#### [Given request]
Please rewrite the material starting with the line that contains "the white wall." and going on through the end, leaving all text as it stands but multiplying each coordinate in the answers by 2.2. Round the results to whole numbers, with halves rounded up.

[Position identification records]
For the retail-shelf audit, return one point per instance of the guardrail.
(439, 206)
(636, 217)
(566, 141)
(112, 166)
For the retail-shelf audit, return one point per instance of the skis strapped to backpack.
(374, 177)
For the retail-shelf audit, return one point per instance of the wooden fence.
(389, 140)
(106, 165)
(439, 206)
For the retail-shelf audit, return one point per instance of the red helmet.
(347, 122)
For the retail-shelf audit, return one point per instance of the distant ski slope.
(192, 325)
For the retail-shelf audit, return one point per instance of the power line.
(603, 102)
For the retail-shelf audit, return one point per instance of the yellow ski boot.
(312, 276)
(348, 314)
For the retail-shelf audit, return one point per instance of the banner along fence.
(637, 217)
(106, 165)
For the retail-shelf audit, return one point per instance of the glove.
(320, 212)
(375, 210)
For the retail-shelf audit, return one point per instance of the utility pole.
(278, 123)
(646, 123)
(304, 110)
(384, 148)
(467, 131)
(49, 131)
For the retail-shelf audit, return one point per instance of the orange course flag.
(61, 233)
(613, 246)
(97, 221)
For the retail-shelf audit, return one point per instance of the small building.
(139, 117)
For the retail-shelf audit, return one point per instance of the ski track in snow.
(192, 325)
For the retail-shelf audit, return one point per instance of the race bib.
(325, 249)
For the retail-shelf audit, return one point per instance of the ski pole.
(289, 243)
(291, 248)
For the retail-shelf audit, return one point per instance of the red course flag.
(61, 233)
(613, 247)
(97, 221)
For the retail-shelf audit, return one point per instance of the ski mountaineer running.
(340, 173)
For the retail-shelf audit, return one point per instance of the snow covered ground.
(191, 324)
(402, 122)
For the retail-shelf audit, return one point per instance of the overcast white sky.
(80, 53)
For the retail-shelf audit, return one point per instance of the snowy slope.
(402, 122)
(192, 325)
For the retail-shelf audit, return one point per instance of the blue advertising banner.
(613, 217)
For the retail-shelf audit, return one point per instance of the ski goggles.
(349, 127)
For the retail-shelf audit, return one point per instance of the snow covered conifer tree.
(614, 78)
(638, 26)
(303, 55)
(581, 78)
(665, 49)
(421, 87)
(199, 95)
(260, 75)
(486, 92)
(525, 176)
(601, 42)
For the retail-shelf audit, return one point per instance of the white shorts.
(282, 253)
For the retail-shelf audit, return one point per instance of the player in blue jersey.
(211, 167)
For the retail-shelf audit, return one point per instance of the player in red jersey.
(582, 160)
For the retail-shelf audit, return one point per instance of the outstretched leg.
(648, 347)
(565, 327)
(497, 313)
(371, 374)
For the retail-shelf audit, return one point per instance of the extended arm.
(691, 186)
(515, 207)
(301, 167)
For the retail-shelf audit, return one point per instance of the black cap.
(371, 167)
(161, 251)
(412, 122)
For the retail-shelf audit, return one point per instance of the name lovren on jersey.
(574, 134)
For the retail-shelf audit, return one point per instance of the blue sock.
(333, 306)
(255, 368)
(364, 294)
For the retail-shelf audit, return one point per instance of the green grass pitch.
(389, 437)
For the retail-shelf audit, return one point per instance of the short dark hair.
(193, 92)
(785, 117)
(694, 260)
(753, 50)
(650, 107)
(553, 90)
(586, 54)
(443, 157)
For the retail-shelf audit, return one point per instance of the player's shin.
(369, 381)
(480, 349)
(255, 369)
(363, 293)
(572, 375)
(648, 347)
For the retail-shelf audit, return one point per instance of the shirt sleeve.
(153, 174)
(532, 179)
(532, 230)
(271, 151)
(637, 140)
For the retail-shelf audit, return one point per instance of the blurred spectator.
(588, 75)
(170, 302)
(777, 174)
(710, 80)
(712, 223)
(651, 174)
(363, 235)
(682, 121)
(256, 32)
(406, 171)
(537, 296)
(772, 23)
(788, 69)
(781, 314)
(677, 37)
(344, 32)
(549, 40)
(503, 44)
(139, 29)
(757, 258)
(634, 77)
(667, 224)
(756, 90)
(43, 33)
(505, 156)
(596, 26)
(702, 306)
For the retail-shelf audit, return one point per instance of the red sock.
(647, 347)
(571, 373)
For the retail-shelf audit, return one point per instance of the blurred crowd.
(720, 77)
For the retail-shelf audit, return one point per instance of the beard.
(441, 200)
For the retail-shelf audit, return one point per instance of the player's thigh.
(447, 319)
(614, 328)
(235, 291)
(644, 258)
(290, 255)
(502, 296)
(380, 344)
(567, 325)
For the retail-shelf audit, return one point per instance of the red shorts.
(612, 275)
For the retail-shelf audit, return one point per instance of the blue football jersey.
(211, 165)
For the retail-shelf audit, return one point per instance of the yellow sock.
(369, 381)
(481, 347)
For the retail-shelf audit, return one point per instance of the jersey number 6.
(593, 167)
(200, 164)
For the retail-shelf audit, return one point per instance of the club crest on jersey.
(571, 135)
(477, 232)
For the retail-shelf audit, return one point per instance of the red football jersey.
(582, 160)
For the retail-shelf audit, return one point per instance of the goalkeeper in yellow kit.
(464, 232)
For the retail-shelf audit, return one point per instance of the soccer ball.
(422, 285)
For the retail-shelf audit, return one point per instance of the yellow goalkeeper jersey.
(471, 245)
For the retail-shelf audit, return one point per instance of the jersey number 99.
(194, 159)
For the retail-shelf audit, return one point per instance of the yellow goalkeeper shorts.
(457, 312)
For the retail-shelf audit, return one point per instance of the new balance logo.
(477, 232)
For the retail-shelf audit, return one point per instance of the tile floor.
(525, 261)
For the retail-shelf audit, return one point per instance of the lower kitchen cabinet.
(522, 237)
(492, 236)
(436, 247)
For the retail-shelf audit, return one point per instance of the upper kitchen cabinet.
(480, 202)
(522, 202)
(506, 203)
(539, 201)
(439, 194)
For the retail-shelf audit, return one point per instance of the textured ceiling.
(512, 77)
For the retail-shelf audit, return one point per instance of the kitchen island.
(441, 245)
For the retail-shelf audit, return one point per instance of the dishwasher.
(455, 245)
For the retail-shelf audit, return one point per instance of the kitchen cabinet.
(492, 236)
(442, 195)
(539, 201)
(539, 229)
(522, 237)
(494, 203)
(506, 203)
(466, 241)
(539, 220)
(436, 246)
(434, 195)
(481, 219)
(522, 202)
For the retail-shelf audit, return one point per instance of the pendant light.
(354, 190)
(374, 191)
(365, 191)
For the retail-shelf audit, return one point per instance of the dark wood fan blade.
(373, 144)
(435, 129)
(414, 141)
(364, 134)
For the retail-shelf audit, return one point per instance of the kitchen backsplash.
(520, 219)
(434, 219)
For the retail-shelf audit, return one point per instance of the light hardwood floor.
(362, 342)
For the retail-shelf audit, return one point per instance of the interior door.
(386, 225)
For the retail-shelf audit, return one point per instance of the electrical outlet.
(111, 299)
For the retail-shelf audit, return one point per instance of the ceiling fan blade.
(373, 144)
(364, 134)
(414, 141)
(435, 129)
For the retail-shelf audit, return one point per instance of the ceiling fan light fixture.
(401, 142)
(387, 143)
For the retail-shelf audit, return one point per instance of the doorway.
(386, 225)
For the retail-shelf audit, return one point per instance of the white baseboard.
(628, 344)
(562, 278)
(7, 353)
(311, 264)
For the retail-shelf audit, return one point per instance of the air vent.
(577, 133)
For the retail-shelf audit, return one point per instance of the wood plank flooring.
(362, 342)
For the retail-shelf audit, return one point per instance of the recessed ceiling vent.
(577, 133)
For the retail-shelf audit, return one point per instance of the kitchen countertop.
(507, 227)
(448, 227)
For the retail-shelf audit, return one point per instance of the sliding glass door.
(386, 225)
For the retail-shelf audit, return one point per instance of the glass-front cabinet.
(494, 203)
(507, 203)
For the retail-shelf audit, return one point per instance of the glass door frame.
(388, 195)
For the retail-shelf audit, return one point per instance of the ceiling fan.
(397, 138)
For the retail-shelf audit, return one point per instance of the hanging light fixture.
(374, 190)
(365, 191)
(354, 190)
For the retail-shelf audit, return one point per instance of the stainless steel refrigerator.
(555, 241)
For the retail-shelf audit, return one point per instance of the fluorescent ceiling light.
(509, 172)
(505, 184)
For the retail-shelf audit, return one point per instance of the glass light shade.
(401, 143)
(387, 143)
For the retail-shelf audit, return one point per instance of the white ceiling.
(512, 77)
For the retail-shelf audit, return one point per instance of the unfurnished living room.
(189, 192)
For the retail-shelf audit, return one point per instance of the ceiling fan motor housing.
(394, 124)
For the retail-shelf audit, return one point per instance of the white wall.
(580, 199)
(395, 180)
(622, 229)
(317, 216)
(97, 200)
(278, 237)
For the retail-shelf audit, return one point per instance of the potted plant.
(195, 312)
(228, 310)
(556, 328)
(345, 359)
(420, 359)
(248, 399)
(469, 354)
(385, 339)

#### [Output for this task]
For the retail-shelf audit, return one point per instance of the white wall.
(1276, 438)
(869, 396)
(1368, 504)
(697, 475)
(213, 440)
(612, 521)
For the retail-shelf audit, return one point per instance of the potted plant.
(429, 686)
(502, 682)
(1223, 722)
(759, 790)
(924, 790)
(546, 878)
(1032, 779)
(847, 746)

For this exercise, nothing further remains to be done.